What you will do: Every line of the records that holds the word "positive" should be copied out.

Data extract:
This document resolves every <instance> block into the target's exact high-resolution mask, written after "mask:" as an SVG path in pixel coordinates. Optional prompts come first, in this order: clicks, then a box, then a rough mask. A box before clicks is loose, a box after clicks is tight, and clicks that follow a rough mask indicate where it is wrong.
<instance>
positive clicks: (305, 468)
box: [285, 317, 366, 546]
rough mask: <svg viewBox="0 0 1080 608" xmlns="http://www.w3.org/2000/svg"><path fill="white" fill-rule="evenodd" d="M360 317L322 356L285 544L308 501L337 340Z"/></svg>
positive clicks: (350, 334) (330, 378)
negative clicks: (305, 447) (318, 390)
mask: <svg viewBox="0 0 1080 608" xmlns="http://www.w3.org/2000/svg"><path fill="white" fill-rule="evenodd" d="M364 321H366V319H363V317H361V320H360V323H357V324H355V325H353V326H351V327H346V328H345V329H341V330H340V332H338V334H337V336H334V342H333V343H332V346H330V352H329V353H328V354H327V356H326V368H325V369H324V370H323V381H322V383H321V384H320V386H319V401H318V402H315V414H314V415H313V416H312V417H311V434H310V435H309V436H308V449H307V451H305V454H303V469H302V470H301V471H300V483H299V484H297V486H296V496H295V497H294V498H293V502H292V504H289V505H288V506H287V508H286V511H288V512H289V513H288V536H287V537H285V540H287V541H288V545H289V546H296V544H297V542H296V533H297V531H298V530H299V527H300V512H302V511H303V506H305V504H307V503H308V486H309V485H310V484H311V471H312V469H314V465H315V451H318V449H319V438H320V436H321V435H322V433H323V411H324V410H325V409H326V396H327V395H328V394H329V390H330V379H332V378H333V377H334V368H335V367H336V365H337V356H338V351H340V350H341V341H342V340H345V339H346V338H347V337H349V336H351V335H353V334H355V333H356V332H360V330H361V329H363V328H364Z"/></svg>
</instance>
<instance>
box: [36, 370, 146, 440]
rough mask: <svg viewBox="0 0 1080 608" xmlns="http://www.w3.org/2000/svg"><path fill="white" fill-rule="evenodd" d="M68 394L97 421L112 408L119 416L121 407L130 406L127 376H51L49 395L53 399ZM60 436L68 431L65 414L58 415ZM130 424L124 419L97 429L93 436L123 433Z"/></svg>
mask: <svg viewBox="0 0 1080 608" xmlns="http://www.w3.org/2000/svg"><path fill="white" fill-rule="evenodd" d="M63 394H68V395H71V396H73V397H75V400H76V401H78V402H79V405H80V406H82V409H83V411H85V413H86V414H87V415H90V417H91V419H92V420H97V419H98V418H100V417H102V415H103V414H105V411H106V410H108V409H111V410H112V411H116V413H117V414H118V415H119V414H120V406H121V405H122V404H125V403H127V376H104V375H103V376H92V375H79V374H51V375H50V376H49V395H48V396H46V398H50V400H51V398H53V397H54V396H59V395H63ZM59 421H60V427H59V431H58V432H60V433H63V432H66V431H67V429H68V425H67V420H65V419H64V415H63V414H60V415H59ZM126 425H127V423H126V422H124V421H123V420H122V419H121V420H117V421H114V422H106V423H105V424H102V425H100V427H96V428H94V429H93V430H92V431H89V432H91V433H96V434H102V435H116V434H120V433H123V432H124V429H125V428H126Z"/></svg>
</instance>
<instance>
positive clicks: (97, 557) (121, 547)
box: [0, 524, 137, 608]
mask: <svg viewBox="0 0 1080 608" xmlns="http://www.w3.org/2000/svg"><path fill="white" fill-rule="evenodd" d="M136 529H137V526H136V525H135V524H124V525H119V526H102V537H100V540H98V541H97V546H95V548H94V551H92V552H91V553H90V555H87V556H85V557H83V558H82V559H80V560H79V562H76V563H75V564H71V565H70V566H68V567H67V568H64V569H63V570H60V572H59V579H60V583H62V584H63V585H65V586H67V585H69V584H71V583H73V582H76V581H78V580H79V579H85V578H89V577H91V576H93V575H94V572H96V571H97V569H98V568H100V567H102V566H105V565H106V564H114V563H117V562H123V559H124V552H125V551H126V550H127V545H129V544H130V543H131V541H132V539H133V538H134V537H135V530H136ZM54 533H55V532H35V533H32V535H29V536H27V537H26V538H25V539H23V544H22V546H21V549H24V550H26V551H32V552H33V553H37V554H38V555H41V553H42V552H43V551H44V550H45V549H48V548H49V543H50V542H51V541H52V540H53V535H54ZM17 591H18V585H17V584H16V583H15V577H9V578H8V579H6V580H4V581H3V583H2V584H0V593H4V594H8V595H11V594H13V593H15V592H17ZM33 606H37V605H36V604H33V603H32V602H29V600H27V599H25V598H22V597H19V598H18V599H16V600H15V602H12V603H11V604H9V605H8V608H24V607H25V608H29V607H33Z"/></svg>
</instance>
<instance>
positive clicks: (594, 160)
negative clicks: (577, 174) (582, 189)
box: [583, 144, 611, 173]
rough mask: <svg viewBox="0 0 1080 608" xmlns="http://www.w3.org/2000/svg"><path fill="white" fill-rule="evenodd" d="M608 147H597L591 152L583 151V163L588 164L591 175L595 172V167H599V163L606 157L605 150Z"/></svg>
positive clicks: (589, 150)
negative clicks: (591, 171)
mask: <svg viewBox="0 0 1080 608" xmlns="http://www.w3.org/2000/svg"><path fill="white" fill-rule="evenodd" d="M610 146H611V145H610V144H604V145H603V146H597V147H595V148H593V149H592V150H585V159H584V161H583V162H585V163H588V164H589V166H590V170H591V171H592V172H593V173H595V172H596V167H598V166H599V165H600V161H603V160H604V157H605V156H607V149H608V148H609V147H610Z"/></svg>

Answer to the exercise:
positive clicks: (305, 468)
positive clicks: (350, 334) (330, 378)
positive clicks: (97, 557) (121, 547)
positive clicks: (594, 160)
positive clicks: (589, 150)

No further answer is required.